--- Exercise aim ---
Render the lines beginning with the one that contains "Reviewer note: confirm that each instance of the forehead" and ending with the one that contains "[(507, 565)]", both included, as a JSON list of strings with one string per line and any blank lines omitted.

--- start ---

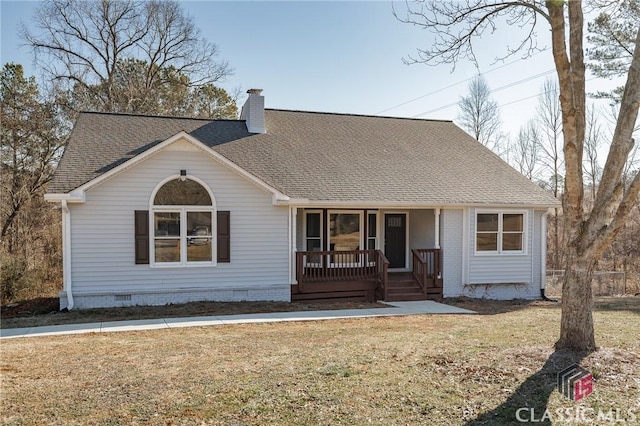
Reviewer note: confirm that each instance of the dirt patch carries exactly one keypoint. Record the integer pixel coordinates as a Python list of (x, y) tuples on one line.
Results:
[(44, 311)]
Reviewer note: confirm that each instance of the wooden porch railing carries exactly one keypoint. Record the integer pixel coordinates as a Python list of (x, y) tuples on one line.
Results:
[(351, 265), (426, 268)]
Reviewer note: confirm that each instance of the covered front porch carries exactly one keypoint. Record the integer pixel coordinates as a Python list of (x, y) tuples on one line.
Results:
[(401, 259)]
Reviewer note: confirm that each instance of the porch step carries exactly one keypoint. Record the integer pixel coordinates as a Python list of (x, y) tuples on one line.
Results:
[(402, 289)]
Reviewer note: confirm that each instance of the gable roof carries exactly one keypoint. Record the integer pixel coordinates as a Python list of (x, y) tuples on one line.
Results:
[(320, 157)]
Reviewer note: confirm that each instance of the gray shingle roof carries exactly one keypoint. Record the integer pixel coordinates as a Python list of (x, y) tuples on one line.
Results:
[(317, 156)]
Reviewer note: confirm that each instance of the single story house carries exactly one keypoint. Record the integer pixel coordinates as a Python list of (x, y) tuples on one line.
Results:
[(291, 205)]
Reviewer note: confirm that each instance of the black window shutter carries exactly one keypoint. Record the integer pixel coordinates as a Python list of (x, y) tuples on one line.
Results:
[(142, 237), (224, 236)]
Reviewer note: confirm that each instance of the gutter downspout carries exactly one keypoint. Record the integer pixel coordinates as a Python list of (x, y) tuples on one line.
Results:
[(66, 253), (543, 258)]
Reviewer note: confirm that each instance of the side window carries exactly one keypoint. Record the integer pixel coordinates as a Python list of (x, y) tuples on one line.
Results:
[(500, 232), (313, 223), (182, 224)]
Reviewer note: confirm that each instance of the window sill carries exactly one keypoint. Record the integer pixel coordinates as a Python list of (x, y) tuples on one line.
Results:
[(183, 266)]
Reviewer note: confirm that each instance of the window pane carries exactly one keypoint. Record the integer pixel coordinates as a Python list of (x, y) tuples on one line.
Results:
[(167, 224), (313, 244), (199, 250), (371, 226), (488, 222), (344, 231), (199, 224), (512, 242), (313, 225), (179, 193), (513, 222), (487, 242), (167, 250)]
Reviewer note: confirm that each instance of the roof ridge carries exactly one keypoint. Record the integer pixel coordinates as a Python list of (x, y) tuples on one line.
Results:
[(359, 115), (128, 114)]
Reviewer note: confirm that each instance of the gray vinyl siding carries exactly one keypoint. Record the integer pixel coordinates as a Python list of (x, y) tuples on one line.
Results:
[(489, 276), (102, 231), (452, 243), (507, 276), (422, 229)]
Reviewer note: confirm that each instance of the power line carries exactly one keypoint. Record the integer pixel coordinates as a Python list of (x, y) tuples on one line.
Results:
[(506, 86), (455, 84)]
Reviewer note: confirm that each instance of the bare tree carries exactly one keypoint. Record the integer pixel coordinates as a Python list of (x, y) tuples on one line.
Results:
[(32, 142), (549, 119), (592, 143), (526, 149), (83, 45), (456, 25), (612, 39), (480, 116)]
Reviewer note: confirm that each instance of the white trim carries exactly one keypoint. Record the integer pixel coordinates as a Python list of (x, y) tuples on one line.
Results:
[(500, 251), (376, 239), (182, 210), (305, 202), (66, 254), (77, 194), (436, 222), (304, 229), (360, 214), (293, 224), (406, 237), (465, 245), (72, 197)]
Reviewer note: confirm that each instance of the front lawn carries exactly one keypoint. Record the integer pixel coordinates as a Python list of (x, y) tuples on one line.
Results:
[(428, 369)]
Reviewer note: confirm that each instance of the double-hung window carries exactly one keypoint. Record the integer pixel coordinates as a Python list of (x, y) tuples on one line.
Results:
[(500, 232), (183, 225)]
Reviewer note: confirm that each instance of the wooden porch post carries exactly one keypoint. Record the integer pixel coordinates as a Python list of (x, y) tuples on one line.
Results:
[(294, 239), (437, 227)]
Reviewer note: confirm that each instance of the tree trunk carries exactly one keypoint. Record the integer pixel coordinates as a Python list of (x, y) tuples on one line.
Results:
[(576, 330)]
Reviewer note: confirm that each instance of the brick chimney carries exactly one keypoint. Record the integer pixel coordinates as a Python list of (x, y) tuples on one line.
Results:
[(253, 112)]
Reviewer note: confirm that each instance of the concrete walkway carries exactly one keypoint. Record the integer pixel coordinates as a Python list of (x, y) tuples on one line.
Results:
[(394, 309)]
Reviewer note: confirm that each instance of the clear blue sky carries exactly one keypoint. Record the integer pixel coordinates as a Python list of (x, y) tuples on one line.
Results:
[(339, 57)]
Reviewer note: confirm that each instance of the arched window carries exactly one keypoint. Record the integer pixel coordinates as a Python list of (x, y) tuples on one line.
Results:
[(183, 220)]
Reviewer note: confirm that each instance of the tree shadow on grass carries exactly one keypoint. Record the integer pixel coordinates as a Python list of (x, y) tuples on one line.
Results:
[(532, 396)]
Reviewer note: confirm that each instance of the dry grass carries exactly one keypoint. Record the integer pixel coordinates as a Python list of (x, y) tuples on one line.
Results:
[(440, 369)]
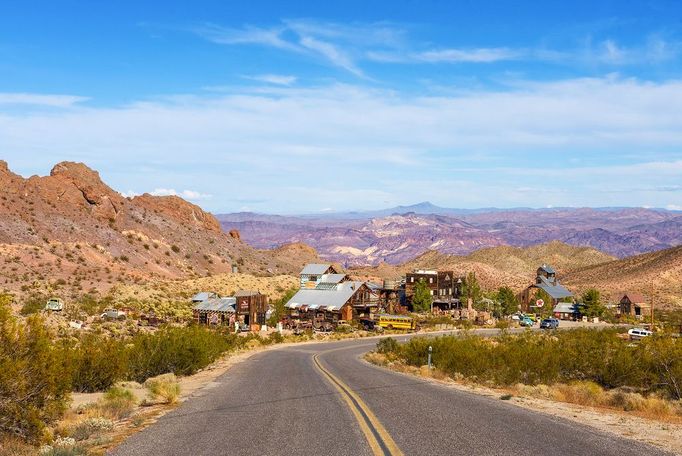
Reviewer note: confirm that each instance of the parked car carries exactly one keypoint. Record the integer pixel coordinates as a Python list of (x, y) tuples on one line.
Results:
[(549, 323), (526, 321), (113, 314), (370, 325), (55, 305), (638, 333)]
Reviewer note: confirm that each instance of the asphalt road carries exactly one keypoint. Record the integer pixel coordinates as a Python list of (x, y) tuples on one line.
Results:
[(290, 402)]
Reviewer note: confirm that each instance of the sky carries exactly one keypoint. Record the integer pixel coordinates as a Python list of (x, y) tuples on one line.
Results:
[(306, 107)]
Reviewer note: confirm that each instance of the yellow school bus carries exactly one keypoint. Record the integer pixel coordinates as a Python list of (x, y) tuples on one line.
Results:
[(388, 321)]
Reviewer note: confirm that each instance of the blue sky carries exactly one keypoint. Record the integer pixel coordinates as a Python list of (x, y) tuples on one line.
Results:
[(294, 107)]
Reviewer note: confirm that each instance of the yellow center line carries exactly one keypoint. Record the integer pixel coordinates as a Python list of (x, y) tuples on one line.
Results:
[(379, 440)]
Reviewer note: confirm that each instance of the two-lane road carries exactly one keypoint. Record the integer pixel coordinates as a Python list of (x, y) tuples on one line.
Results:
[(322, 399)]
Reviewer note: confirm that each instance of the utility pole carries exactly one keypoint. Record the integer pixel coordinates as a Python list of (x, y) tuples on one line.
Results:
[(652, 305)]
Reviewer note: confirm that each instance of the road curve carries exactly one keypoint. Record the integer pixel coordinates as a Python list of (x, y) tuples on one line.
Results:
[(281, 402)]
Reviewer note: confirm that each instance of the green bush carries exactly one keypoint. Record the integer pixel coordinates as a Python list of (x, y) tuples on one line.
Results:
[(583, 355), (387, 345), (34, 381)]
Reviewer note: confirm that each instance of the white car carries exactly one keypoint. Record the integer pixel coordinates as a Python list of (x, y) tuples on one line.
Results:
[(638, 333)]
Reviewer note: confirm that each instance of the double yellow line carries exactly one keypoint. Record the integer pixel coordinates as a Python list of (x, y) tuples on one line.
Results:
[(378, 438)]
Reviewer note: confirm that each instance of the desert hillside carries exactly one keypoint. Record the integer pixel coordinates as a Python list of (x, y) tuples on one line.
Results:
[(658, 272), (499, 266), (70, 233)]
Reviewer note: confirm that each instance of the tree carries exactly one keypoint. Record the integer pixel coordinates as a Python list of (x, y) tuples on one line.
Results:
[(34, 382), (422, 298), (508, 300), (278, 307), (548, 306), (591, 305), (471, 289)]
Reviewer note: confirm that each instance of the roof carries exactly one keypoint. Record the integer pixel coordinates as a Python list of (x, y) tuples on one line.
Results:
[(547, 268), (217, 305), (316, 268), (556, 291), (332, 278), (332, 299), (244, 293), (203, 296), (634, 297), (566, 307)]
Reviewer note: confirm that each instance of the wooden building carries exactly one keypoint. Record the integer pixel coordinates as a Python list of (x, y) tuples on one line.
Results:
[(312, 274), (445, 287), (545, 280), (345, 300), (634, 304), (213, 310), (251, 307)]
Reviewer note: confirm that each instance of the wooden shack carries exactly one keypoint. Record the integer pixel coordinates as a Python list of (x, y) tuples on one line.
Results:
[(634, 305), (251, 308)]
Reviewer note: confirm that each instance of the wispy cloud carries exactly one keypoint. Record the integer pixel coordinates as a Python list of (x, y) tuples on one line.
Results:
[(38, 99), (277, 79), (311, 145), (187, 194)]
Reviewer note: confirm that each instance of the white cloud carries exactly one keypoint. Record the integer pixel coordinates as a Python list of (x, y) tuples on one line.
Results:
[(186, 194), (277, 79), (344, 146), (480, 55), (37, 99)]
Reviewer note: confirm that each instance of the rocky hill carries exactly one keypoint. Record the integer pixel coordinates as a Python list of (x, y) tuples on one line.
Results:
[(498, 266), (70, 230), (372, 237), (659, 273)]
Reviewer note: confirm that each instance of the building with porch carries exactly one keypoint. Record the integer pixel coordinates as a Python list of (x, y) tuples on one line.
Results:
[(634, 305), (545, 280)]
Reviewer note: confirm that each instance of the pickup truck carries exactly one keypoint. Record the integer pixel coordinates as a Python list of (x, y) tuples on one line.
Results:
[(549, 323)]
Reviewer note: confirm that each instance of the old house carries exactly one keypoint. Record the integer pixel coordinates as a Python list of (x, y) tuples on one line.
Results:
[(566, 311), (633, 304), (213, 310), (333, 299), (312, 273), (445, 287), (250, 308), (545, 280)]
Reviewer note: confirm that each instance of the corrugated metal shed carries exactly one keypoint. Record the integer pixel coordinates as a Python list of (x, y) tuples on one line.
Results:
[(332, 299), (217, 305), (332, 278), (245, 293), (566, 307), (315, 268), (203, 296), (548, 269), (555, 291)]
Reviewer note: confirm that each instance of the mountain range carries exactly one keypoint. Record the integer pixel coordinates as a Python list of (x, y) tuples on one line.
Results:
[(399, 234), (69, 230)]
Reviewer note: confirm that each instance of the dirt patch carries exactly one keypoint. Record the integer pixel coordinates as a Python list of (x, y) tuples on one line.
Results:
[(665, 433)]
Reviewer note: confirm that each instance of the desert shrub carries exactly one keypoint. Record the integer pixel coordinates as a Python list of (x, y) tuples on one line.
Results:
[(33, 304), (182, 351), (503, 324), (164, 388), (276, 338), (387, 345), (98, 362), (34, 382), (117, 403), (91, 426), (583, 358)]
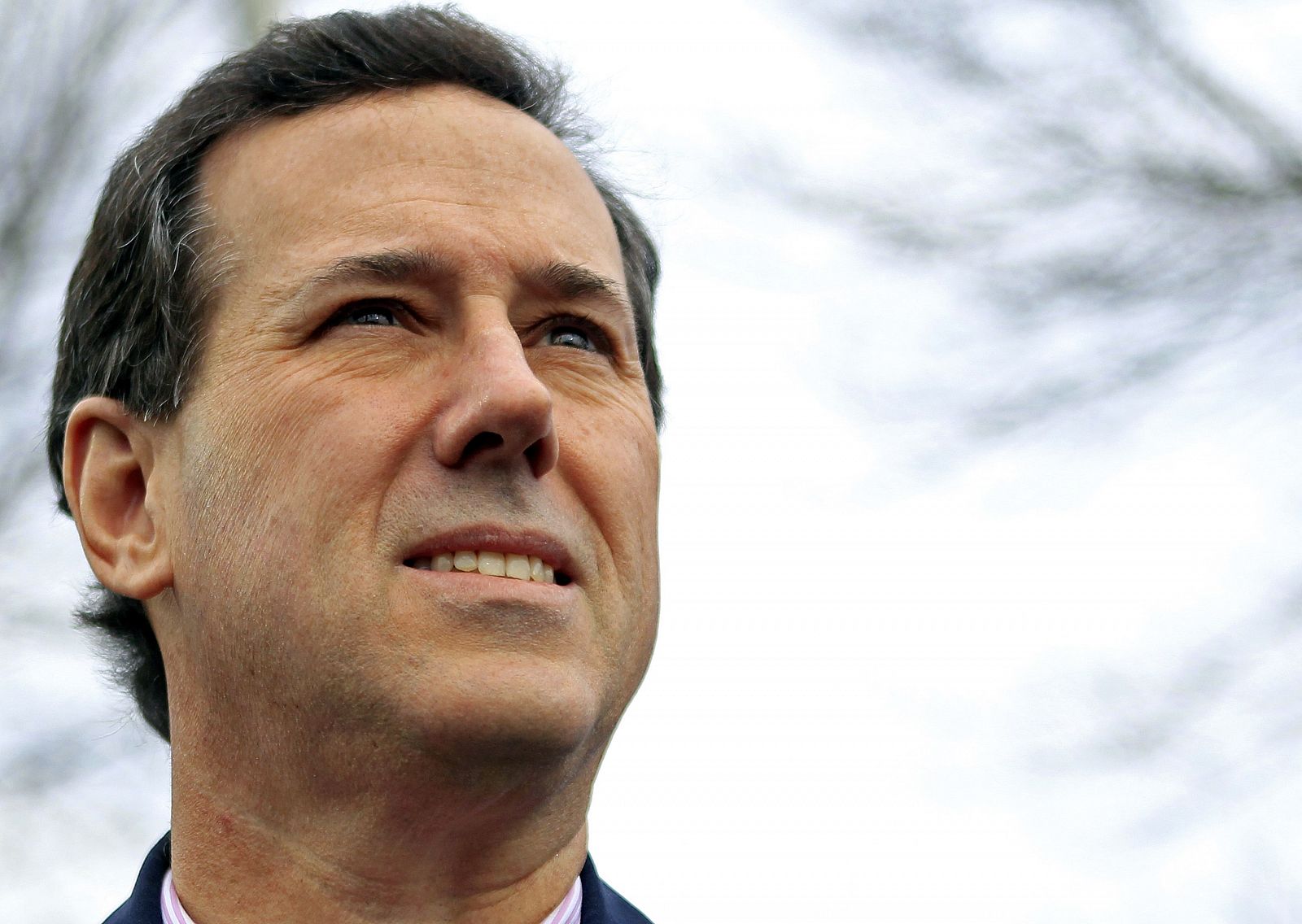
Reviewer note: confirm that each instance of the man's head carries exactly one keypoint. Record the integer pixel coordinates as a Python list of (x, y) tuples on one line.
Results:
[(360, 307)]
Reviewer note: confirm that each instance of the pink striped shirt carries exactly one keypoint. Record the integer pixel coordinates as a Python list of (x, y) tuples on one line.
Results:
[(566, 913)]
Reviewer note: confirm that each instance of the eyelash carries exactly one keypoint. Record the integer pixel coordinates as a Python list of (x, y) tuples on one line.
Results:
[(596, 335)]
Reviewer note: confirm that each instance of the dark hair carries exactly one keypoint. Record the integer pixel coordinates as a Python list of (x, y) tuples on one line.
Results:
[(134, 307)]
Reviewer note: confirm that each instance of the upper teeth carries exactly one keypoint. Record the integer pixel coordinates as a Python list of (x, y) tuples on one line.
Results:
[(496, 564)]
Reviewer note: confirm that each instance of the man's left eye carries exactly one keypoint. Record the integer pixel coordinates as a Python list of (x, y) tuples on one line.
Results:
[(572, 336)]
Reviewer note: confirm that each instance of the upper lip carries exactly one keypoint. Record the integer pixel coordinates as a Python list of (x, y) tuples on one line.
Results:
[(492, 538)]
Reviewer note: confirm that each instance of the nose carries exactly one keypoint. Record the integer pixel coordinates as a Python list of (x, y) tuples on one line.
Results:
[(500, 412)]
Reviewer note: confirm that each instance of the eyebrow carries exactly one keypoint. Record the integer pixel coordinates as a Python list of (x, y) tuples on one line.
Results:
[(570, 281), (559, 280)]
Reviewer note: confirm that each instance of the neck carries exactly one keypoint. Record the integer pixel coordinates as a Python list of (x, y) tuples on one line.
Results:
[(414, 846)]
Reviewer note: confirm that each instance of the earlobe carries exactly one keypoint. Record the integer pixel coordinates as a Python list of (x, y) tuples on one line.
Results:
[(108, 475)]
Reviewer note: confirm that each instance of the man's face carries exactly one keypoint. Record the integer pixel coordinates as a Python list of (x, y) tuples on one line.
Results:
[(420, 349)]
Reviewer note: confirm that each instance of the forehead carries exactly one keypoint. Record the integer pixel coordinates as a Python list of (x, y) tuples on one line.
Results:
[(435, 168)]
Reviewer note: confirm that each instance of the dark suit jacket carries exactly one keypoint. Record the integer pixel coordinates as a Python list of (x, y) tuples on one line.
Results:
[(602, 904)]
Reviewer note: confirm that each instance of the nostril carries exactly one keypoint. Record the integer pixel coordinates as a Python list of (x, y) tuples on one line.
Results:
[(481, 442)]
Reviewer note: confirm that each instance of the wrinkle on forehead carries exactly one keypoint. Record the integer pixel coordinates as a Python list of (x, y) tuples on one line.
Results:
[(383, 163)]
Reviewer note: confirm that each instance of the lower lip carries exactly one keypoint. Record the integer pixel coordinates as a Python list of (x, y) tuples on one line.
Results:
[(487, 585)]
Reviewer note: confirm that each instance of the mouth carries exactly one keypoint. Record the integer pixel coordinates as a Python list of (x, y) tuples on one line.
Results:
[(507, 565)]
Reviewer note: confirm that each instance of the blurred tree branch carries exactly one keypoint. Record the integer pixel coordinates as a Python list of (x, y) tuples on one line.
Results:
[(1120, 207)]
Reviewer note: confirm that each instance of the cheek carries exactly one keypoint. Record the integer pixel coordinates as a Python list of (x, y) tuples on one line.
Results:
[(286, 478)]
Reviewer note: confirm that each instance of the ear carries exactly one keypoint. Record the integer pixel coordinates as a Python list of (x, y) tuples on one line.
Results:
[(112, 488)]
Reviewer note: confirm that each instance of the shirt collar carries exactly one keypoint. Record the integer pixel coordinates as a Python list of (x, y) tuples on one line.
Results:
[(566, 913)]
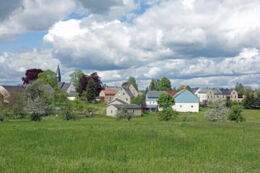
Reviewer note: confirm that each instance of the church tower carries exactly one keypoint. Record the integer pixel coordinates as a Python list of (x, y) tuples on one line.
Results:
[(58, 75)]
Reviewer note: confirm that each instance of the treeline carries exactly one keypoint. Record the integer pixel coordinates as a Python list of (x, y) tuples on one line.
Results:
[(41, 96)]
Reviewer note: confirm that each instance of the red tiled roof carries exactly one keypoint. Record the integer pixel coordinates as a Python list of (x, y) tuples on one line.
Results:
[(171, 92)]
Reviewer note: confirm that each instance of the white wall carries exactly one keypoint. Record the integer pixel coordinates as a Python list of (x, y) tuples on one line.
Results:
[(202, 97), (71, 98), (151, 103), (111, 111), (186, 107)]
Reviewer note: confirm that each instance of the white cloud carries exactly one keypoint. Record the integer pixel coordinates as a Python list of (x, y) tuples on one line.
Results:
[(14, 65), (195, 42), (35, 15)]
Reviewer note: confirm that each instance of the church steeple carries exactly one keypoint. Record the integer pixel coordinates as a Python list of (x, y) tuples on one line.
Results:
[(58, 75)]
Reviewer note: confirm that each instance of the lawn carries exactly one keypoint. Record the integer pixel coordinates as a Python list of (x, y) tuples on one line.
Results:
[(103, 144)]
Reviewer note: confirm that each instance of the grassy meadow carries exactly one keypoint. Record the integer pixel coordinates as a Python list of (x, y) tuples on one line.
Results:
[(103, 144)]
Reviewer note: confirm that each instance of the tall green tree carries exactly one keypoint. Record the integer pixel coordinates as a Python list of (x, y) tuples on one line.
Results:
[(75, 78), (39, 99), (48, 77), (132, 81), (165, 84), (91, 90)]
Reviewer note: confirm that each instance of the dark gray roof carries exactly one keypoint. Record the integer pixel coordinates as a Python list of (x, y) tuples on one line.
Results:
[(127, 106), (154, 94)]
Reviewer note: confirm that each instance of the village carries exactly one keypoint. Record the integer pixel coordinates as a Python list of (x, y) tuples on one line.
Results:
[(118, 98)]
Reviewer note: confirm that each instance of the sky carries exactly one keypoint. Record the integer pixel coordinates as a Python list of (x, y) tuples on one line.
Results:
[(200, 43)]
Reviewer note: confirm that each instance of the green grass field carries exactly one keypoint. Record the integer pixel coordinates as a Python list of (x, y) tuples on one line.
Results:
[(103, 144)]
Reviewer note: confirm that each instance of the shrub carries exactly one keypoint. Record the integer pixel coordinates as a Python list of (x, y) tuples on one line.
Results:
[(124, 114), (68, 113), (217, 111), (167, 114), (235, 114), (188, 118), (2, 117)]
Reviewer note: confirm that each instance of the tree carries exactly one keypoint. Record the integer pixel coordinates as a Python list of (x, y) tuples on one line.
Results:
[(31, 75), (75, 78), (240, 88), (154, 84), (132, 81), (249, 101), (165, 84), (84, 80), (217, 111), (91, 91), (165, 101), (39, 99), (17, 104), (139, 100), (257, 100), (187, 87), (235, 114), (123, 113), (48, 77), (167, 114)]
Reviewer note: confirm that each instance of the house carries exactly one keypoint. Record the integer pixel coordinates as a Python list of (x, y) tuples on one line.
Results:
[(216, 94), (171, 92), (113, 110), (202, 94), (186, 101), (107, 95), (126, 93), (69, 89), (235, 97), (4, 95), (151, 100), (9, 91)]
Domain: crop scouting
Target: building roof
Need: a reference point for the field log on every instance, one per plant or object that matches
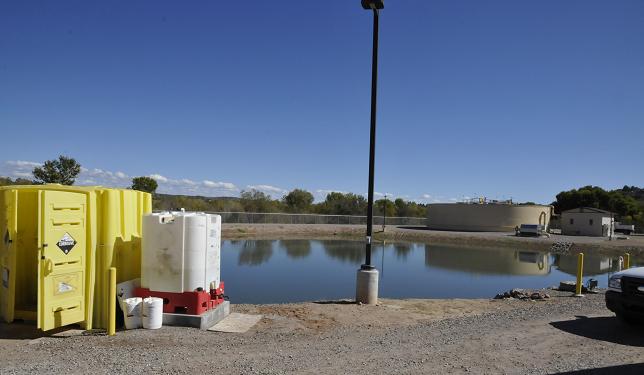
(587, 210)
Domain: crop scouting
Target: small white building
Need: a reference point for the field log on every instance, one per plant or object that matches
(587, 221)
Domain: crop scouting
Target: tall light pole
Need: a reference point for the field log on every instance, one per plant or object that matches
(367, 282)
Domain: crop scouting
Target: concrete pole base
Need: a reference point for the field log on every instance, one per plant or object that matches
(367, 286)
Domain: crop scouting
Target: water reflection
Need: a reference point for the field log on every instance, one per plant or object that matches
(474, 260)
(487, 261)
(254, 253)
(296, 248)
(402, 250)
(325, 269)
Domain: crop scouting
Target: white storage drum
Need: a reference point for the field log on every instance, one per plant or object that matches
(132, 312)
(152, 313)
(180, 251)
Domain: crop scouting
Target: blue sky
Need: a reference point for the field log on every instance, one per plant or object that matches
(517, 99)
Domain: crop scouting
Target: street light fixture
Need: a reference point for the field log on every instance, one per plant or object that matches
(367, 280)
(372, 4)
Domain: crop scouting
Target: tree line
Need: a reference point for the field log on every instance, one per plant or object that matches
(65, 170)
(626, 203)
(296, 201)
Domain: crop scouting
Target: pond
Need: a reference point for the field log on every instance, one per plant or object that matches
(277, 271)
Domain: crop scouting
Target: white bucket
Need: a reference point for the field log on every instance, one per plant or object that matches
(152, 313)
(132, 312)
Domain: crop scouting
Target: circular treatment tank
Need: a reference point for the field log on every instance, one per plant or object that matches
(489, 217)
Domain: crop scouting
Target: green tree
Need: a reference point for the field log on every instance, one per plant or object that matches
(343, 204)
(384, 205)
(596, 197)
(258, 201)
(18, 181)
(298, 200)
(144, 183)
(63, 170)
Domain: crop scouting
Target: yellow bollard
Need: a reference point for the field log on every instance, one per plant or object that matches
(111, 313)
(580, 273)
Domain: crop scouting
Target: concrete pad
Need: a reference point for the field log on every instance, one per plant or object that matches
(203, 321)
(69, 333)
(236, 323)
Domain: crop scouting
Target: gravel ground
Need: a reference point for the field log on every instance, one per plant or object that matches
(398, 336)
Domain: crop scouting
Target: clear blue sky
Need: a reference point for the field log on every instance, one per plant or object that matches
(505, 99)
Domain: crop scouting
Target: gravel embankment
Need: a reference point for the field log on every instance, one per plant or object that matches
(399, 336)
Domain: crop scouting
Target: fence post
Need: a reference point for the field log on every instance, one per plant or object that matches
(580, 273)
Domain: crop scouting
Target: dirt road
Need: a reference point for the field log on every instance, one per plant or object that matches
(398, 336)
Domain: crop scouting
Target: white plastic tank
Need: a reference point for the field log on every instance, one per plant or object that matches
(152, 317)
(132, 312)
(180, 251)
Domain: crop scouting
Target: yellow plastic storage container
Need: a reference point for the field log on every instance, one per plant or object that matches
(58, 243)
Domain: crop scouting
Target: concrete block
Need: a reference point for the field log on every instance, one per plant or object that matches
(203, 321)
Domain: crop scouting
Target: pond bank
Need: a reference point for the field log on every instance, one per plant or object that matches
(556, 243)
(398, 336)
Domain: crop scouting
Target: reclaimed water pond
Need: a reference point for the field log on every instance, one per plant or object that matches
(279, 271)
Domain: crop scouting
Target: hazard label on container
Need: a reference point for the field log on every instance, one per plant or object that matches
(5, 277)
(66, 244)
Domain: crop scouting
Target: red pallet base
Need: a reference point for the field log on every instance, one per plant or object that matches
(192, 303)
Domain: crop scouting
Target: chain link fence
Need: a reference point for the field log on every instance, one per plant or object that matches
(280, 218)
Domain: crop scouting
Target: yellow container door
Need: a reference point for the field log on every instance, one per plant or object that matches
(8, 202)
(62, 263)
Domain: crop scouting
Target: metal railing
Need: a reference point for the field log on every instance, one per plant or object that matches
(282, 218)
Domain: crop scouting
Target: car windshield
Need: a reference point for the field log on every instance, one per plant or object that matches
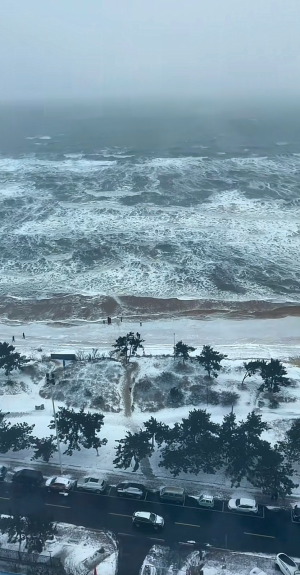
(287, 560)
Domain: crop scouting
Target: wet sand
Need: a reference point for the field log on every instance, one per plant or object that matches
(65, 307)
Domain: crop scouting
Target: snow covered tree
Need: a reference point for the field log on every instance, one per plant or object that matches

--- end ---

--- Written solution ---
[
  "Reviewer note: confirm that each instance of the forehead carries exactly one keypoint. Record the integer pixel coordinates as a Python list of (x, y) tuples on one line.",
  "Results:",
  "[(435, 168)]",
  "Reviewer note: confirm that each instance of the dark suit jacket carries exactly one keypoint. Record the integer pixel coordinates as a Python list of (x, y) tuples on one line.",
  "Results:",
  "[(602, 904)]",
  "Reviewer note: confirm that each instance of the nostril carries exactly one keypoint. Record the integer pixel coordinates as a Python list of (x, y) tuples on one line.",
  "Results:",
  "[(481, 442)]",
  "Reviewer note: confirm that each instance of the wrinkle on forehead carries exactly one keypoint. Record the integer pixel coordinates as a Python list of (x, y) tuples on one line.",
  "Results:",
  "[(383, 163)]",
  "Reviewer note: confirm that each instance of the lower lip carries exactly one keypoint. Record the integer pixel coordinates as a Python list of (x, y) tuples on one line.",
  "Results:",
  "[(487, 585)]",
  "Reviewer note: confirm that each instance of the mouth carries exactly one keypoint. Record the integer pixel coordinates as a Python list of (x, y) tuples on one line.",
  "Results:",
  "[(507, 565)]"
]